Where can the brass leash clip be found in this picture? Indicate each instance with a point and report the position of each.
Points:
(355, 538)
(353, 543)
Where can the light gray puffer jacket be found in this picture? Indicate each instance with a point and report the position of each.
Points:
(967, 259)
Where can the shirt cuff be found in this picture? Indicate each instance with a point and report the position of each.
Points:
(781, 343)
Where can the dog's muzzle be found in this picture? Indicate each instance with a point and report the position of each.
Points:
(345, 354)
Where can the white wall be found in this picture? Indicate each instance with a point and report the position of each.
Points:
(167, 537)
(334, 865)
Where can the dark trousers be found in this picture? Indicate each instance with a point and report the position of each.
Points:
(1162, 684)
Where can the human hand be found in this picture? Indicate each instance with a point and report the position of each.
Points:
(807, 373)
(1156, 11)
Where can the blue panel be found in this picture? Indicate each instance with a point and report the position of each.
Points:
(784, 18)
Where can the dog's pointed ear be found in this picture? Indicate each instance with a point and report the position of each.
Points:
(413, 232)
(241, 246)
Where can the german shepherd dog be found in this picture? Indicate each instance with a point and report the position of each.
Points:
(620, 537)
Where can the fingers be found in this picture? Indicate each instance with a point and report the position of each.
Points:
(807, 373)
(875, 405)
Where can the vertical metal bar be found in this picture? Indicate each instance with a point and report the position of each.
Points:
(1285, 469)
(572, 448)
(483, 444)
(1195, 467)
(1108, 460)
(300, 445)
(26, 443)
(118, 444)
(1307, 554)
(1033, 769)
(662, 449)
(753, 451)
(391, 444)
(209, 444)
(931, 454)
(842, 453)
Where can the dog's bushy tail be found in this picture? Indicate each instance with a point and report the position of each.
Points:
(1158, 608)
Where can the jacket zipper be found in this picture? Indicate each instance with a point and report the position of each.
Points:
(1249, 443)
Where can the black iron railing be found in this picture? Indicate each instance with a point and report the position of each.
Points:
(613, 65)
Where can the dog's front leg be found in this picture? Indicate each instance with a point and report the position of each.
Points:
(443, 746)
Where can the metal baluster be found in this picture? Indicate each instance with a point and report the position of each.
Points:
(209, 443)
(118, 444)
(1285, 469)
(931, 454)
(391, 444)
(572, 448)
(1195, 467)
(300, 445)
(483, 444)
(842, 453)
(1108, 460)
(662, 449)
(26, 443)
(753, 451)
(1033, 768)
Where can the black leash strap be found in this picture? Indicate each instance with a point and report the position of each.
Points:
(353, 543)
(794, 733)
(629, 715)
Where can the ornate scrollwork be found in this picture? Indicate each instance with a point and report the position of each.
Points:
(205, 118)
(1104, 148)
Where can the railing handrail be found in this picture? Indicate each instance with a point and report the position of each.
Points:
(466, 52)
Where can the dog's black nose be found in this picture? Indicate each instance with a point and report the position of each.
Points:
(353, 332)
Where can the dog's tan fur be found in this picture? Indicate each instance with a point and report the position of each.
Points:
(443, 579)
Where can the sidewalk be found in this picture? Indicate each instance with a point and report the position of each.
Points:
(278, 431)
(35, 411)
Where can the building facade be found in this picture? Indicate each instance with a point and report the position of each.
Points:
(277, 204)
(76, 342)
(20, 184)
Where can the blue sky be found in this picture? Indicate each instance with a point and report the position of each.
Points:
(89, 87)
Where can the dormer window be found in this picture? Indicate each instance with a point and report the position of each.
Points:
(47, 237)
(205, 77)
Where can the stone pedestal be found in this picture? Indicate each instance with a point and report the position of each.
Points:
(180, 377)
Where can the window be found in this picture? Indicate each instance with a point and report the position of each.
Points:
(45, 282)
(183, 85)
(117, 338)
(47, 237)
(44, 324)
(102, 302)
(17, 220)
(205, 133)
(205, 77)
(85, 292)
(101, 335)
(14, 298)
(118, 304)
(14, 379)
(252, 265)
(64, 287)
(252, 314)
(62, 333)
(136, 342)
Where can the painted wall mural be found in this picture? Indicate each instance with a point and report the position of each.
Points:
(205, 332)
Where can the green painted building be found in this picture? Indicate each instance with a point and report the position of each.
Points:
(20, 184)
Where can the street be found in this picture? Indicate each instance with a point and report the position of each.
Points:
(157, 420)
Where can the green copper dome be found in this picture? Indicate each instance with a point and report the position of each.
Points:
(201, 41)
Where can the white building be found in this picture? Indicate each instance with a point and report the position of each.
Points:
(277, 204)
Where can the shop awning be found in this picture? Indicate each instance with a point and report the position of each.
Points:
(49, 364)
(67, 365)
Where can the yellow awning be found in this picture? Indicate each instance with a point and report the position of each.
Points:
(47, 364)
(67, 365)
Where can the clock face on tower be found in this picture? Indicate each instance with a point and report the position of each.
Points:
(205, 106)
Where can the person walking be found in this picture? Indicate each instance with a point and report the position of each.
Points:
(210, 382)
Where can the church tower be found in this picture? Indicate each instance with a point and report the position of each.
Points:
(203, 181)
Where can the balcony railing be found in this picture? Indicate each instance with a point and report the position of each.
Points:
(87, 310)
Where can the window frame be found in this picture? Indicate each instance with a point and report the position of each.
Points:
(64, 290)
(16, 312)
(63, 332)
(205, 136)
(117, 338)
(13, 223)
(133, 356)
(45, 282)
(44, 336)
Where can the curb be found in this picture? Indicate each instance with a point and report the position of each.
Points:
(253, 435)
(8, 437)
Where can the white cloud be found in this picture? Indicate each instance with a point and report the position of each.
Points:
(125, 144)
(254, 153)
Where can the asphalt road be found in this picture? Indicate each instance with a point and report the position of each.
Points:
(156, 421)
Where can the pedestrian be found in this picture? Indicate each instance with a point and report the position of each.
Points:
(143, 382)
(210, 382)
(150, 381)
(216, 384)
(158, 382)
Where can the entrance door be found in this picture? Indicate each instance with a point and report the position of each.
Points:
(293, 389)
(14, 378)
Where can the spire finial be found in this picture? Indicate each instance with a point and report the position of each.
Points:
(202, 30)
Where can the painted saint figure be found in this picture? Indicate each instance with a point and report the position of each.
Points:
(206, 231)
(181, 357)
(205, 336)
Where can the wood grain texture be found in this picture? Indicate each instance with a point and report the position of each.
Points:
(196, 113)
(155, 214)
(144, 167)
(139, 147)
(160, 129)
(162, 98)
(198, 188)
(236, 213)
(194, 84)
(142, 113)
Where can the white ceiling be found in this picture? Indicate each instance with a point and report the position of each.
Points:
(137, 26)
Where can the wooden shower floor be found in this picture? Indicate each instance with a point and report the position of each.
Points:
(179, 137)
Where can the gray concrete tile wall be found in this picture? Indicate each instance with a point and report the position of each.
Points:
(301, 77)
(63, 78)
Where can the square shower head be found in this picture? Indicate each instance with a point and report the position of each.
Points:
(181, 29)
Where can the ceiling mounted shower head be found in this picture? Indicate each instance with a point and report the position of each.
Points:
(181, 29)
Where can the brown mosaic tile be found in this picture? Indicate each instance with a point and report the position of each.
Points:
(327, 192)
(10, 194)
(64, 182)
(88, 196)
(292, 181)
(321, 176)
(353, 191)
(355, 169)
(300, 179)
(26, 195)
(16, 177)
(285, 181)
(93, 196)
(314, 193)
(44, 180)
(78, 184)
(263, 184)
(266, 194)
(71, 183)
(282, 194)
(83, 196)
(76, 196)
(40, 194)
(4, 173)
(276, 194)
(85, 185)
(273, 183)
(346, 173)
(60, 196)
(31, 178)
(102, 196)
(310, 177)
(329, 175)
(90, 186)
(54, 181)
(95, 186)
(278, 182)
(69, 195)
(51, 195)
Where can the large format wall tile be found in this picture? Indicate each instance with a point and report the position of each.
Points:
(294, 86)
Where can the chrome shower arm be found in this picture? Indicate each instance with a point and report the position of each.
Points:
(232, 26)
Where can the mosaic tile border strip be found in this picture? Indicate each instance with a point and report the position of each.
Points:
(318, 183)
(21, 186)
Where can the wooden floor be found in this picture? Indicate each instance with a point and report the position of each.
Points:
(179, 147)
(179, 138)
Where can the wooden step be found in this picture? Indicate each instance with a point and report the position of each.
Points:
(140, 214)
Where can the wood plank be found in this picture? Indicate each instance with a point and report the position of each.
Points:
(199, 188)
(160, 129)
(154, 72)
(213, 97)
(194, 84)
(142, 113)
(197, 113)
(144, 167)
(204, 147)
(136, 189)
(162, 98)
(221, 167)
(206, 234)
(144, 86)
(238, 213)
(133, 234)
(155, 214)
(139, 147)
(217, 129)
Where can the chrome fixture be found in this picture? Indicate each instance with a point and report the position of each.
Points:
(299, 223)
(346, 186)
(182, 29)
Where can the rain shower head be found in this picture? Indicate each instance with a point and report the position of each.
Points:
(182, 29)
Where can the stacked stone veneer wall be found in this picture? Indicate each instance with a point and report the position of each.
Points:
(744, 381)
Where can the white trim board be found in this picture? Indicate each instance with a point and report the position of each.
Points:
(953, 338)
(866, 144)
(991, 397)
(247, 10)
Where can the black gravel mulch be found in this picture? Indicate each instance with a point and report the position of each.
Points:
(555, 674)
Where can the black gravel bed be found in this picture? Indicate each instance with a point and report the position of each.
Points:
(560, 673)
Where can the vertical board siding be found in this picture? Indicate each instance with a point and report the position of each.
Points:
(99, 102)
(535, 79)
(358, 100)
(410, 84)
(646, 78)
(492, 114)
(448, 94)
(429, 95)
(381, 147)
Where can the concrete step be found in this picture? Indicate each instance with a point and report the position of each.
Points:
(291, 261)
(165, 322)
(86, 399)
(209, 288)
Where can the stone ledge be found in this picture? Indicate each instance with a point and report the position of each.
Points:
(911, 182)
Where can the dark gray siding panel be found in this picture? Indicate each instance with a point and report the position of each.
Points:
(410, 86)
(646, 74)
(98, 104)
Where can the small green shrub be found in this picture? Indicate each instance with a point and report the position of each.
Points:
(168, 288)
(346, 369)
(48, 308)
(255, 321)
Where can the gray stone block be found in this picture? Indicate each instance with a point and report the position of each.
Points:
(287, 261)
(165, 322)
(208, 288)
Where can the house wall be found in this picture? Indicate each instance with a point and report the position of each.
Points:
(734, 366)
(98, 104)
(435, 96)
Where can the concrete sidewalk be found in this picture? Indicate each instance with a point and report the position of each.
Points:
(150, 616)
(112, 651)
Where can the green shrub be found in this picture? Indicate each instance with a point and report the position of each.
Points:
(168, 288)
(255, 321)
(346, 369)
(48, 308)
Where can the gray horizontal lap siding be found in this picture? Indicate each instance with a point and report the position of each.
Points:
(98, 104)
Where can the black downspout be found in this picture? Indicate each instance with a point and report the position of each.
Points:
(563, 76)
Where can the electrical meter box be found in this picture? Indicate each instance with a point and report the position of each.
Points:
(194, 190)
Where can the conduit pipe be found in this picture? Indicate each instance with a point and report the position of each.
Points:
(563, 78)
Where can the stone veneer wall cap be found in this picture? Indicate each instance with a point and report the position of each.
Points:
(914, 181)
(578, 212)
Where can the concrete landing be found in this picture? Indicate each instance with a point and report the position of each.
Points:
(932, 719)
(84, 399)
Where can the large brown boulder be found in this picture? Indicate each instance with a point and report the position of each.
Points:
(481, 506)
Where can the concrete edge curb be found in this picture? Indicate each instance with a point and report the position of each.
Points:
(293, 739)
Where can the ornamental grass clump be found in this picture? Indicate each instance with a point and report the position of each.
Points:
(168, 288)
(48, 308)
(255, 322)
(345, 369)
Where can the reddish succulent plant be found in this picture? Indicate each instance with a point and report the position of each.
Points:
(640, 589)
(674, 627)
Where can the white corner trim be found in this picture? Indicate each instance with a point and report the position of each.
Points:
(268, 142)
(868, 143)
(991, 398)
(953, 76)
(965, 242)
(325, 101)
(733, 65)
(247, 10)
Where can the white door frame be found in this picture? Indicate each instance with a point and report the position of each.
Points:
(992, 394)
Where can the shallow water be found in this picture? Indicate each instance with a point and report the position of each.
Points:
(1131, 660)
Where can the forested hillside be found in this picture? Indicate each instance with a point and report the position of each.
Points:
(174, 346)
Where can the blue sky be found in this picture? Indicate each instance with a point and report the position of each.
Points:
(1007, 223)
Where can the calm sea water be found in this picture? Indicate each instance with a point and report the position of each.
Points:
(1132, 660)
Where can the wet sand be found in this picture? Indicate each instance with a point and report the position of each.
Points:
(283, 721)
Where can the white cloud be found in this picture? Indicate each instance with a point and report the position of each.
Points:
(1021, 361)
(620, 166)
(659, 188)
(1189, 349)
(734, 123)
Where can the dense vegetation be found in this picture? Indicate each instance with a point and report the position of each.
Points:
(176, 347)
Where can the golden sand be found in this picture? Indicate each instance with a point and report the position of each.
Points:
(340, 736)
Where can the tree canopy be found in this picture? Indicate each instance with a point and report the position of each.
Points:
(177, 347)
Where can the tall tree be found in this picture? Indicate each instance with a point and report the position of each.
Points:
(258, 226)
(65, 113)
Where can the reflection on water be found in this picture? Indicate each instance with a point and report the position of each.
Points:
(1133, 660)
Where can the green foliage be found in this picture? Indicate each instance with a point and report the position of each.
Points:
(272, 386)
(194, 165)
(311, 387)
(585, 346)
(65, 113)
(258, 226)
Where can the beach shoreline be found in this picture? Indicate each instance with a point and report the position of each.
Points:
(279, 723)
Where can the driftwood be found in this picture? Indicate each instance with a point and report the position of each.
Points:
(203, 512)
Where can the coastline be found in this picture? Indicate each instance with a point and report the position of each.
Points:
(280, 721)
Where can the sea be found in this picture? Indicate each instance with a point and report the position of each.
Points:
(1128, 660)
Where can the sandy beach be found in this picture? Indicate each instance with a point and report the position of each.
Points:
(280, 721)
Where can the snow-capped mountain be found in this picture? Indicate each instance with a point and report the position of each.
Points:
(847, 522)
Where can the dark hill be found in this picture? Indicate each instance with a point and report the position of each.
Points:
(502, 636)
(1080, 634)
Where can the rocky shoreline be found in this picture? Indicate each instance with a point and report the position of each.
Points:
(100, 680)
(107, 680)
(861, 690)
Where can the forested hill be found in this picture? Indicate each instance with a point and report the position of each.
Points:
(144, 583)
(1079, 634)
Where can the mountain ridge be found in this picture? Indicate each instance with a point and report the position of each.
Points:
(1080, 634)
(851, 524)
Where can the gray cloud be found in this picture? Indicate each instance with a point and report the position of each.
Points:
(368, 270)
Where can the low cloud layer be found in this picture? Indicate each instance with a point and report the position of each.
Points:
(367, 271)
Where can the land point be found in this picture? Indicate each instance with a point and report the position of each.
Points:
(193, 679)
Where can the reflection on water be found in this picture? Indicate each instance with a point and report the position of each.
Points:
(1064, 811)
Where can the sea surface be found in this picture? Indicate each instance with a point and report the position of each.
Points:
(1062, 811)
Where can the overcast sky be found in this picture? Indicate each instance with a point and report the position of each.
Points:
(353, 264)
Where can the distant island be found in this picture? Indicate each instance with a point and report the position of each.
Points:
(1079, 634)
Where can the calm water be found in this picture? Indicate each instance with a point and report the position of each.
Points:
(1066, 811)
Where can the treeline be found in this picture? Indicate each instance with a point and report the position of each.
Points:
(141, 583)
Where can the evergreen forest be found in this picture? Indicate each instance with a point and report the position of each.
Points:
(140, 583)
§ §
** Short problem **
Extract every line from the one containing "Where can the forested hill be" to the end of the entries, including both of those lines, exactly as given and with nothing added.

** The completed task **
Where can the forested hill be found in this picture? Indicate each instance with a point and report the position of each.
Points:
(144, 583)
(1079, 634)
Where can the mountain ridge be found in this picture? Indicate each instance with a point and report the position of each.
Points:
(1080, 634)
(851, 524)
Where can the gray cloud be found in this picture? Indicate each instance with a point and report the position of each.
Points:
(368, 270)
Where can the low cloud layer be found in this picture? Indicate each instance with a point and report the position of each.
Points:
(367, 271)
Where can the land point be found in this picture? Indicate each instance with a point and report the position of each.
Points:
(193, 679)
Where can the reflection on water be found in this picture? Indicate each instance with a point and report the position of each.
Points:
(1064, 811)
Where can the sea surface be found in this picture? Indicate each instance with a point and report the position of each.
Points:
(1062, 811)
Where can the overcast sky be found in this picture? Indicate each instance with a point and report the position of each.
Points:
(353, 264)
Where can the distant island be found in this picture? Indicate each instance with a point and report the position of each.
Points:
(1079, 634)
Where can the calm water be found in this picture? Indicate each instance with a point and report the position of each.
Points:
(1066, 811)
Where can the treeline be found in this picture? Indicate each instance with a point and report the position of each.
Points:
(141, 583)
Where can the evergreen forest be found in this picture? Indicate each instance with a point and report the position of each.
Points:
(140, 583)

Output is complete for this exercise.